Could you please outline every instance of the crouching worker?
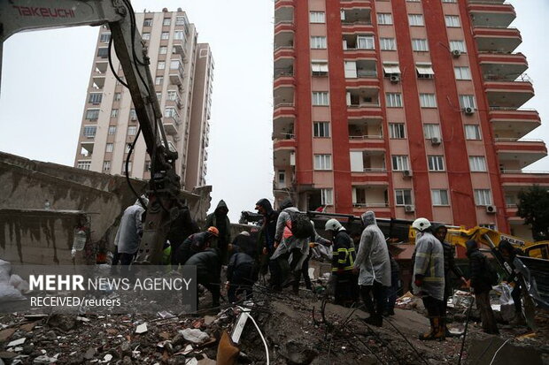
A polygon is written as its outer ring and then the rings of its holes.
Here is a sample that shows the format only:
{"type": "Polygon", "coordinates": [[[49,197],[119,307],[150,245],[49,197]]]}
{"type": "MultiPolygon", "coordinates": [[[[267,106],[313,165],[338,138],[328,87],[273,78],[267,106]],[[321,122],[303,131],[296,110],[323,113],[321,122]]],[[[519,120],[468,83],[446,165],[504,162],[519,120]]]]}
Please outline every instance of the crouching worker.
{"type": "Polygon", "coordinates": [[[228,301],[237,301],[236,296],[244,292],[246,300],[252,299],[251,287],[258,280],[258,270],[253,258],[255,254],[253,247],[240,246],[238,252],[233,254],[227,267],[227,295],[228,301]]]}
{"type": "MultiPolygon", "coordinates": [[[[185,265],[197,267],[197,282],[212,293],[212,308],[220,306],[221,262],[217,249],[209,247],[193,255],[185,265]]],[[[197,294],[197,308],[198,295],[197,294]]]]}

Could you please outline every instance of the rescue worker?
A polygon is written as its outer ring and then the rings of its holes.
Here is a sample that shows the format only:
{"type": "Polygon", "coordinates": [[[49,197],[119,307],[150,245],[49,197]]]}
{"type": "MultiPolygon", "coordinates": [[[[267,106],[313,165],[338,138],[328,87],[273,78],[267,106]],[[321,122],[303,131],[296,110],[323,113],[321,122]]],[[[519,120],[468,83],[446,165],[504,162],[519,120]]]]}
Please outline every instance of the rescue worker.
{"type": "Polygon", "coordinates": [[[354,301],[356,293],[352,275],[356,258],[354,244],[345,228],[336,219],[328,220],[325,230],[332,235],[332,275],[336,277],[335,303],[350,307],[354,301]]]}
{"type": "Polygon", "coordinates": [[[416,232],[412,287],[415,295],[421,296],[430,323],[430,330],[421,334],[420,339],[445,339],[441,321],[445,297],[445,257],[442,244],[433,236],[431,224],[428,219],[417,218],[412,227],[416,232]]]}
{"type": "Polygon", "coordinates": [[[227,251],[230,243],[230,221],[228,217],[227,217],[228,213],[228,208],[227,208],[227,203],[225,203],[225,201],[220,200],[213,213],[210,213],[206,217],[205,223],[206,227],[213,226],[219,231],[217,245],[212,242],[212,247],[219,249],[220,258],[223,265],[226,265],[228,260],[227,251]]]}
{"type": "Polygon", "coordinates": [[[210,227],[205,232],[191,234],[180,245],[177,251],[173,255],[175,257],[175,267],[178,264],[184,265],[187,260],[193,255],[204,251],[212,246],[212,241],[219,236],[219,231],[215,227],[210,227]]]}
{"type": "Polygon", "coordinates": [[[390,286],[390,262],[385,237],[377,226],[375,214],[368,210],[361,217],[366,227],[360,236],[360,245],[354,272],[359,272],[360,296],[370,316],[367,323],[381,327],[383,313],[387,303],[387,290],[390,286]],[[374,301],[370,297],[374,296],[374,301]]]}
{"type": "Polygon", "coordinates": [[[148,204],[149,199],[142,195],[134,205],[128,207],[124,210],[116,232],[114,238],[116,253],[112,257],[112,268],[114,268],[120,260],[122,265],[120,274],[124,276],[129,272],[129,264],[139,249],[139,243],[143,236],[143,216],[148,204]]]}
{"type": "Polygon", "coordinates": [[[476,308],[480,312],[483,322],[483,331],[492,335],[499,334],[494,312],[490,305],[490,283],[489,268],[490,262],[478,249],[478,244],[474,240],[468,240],[465,244],[467,256],[469,259],[469,272],[471,274],[471,287],[475,291],[476,308]]]}
{"type": "Polygon", "coordinates": [[[448,243],[446,240],[446,234],[448,234],[448,228],[445,224],[433,224],[433,232],[435,233],[435,237],[440,241],[442,244],[443,254],[445,257],[445,296],[442,300],[442,311],[441,311],[441,325],[445,330],[445,336],[450,336],[451,333],[448,331],[448,327],[446,325],[446,311],[448,306],[448,298],[453,295],[453,286],[452,285],[452,277],[451,272],[459,278],[461,282],[467,285],[467,280],[463,276],[463,272],[460,270],[460,268],[456,265],[456,262],[454,259],[454,249],[453,247],[448,243]]]}
{"type": "MultiPolygon", "coordinates": [[[[210,247],[210,243],[207,242],[204,251],[193,255],[185,262],[185,265],[197,267],[197,283],[212,293],[212,308],[220,307],[221,262],[217,249],[210,247]]],[[[197,294],[197,308],[198,308],[197,294]]]]}
{"type": "MultiPolygon", "coordinates": [[[[200,232],[198,224],[190,217],[189,207],[183,206],[181,203],[177,203],[179,208],[179,214],[172,224],[170,224],[170,230],[167,233],[167,240],[170,241],[172,253],[177,252],[177,248],[189,236],[193,233],[200,232]]],[[[171,263],[176,266],[175,255],[172,255],[171,263]]]]}
{"type": "Polygon", "coordinates": [[[256,249],[249,244],[251,240],[246,240],[250,239],[250,233],[243,232],[237,237],[241,237],[241,240],[234,242],[236,252],[228,260],[225,283],[228,301],[231,303],[236,301],[236,295],[240,292],[245,292],[246,300],[251,300],[251,287],[258,279],[258,268],[254,259],[256,249]]]}
{"type": "Polygon", "coordinates": [[[258,245],[261,247],[262,262],[261,275],[267,275],[270,271],[270,287],[279,289],[282,285],[282,273],[275,262],[272,262],[271,256],[274,253],[274,233],[276,232],[276,220],[278,212],[273,209],[271,202],[267,199],[260,199],[255,205],[255,209],[263,216],[263,224],[259,230],[258,245]]]}
{"type": "MultiPolygon", "coordinates": [[[[274,232],[274,253],[271,256],[271,261],[274,261],[281,270],[283,282],[281,286],[284,287],[292,285],[294,293],[299,290],[299,282],[297,279],[300,274],[303,262],[309,255],[309,237],[298,239],[294,236],[291,229],[292,215],[301,213],[293,206],[291,200],[287,198],[281,204],[281,213],[276,220],[276,232],[274,232]],[[290,259],[289,264],[288,260],[290,259]],[[297,282],[297,283],[296,283],[297,282]]],[[[306,222],[310,224],[310,222],[306,222]]],[[[309,227],[309,236],[313,233],[313,227],[309,227]]],[[[297,229],[297,227],[294,227],[297,229]]],[[[276,283],[278,285],[278,283],[276,283]]],[[[278,289],[276,286],[275,289],[278,289]]]]}
{"type": "Polygon", "coordinates": [[[513,298],[513,302],[514,303],[514,318],[511,320],[510,324],[515,325],[524,325],[526,324],[526,321],[522,316],[522,305],[521,303],[521,278],[522,275],[517,273],[514,270],[514,259],[516,256],[521,256],[523,255],[522,251],[519,248],[515,248],[511,245],[506,240],[502,240],[498,245],[498,250],[503,256],[503,259],[506,262],[509,264],[513,273],[509,275],[505,282],[513,285],[513,291],[511,292],[511,297],[513,298]]]}

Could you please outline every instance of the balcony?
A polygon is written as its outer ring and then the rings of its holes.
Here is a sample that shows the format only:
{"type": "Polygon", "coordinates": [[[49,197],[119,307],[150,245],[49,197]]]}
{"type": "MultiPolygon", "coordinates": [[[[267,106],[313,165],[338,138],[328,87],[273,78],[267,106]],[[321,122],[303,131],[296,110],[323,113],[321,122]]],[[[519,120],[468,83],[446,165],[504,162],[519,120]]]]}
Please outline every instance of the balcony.
{"type": "Polygon", "coordinates": [[[516,18],[510,4],[469,4],[473,27],[509,27],[516,18]]]}
{"type": "Polygon", "coordinates": [[[183,60],[187,60],[187,45],[184,39],[174,39],[174,51],[180,55],[183,60]]]}
{"type": "Polygon", "coordinates": [[[545,143],[541,140],[497,138],[496,151],[502,170],[522,170],[547,156],[545,143]]]}
{"type": "Polygon", "coordinates": [[[526,57],[522,53],[481,53],[479,61],[485,78],[516,77],[528,69],[526,57]]]}
{"type": "Polygon", "coordinates": [[[477,27],[473,29],[479,52],[511,53],[522,42],[516,28],[477,27]]]}
{"type": "Polygon", "coordinates": [[[520,80],[485,80],[484,87],[490,107],[520,108],[531,99],[534,96],[532,83],[528,77],[520,80]]]}
{"type": "Polygon", "coordinates": [[[162,124],[164,125],[164,130],[166,134],[177,135],[179,132],[180,120],[177,117],[164,117],[162,118],[162,124]]]}
{"type": "Polygon", "coordinates": [[[521,138],[541,125],[533,109],[491,108],[490,120],[496,137],[521,138]]]}

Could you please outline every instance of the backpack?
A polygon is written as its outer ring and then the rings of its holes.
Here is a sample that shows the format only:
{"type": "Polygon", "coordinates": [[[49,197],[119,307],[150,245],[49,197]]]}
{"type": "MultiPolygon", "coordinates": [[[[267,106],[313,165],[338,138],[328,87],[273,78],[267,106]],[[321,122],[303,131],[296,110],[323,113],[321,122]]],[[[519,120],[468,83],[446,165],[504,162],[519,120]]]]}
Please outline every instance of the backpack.
{"type": "Polygon", "coordinates": [[[494,267],[490,263],[488,259],[484,256],[484,263],[486,264],[486,278],[491,285],[497,285],[499,281],[499,277],[498,277],[498,271],[494,269],[494,267]]]}
{"type": "Polygon", "coordinates": [[[296,239],[303,240],[308,239],[313,236],[313,224],[306,214],[301,212],[288,212],[291,219],[291,231],[292,236],[296,239]]]}

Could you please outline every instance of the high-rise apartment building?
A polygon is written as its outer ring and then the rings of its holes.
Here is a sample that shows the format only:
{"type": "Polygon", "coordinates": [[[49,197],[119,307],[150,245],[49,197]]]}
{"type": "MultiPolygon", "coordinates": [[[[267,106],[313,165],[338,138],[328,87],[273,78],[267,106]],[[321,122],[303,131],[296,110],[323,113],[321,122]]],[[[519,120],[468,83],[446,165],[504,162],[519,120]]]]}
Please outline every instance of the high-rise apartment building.
{"type": "MultiPolygon", "coordinates": [[[[179,158],[176,172],[187,190],[205,184],[206,147],[212,97],[213,60],[208,44],[197,43],[197,34],[184,11],[136,13],[137,29],[147,43],[151,73],[169,148],[179,158]]],[[[89,77],[74,166],[123,174],[129,146],[139,123],[129,90],[116,80],[108,65],[108,27],[102,27],[89,77]]],[[[114,49],[114,69],[123,80],[114,49]]],[[[149,179],[150,156],[144,141],[137,140],[130,157],[129,174],[149,179]]]]}
{"type": "Polygon", "coordinates": [[[274,195],[528,237],[517,193],[546,156],[503,0],[276,0],[274,195]]]}

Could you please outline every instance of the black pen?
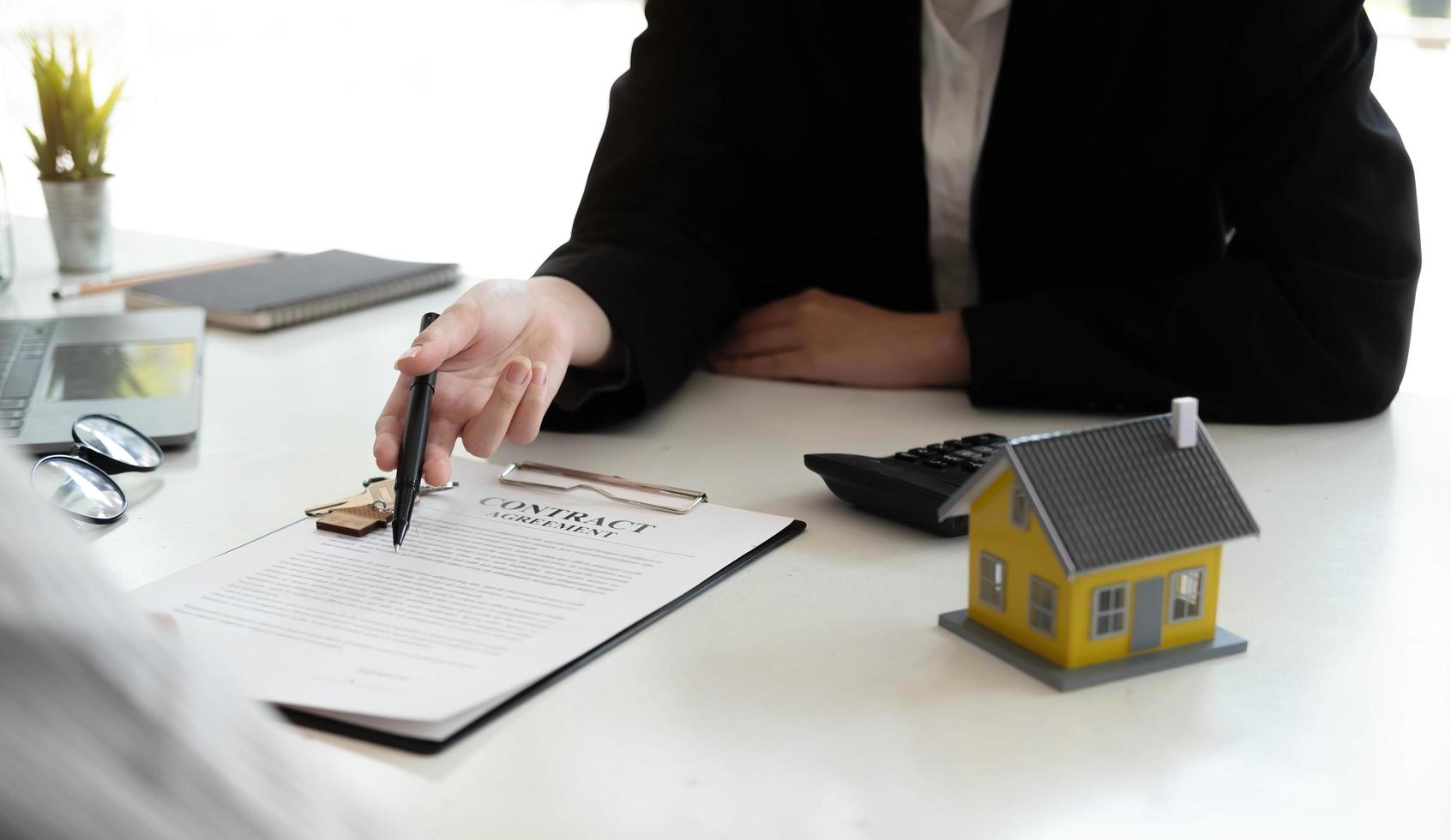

----------

** Problem description **
Please copy the data from the beginning through the line containing "Please outline every instance of the crouching worker.", substituting "kneeling worker" for every "crouching worker" and changing nothing else. Omit the pictures.

** Expected answer **
Could you please outline every instance of the kneeling worker?
A polygon is written as its outer ring and then the rings of its holes.
Here is a sample that shows the format only:
{"type": "Polygon", "coordinates": [[[49,197],[119,307],[150,245],[49,197]]]}
{"type": "MultiPolygon", "coordinates": [[[[267,106],[313,165],[338,138],[328,87],[273,78],[267,106]],[[321,122],[303,131],[296,110],[323,113],[321,122]]],[[[519,120],[468,83],[446,165],[504,162],[519,120]]]]}
Please outline every instance of the kneeling worker.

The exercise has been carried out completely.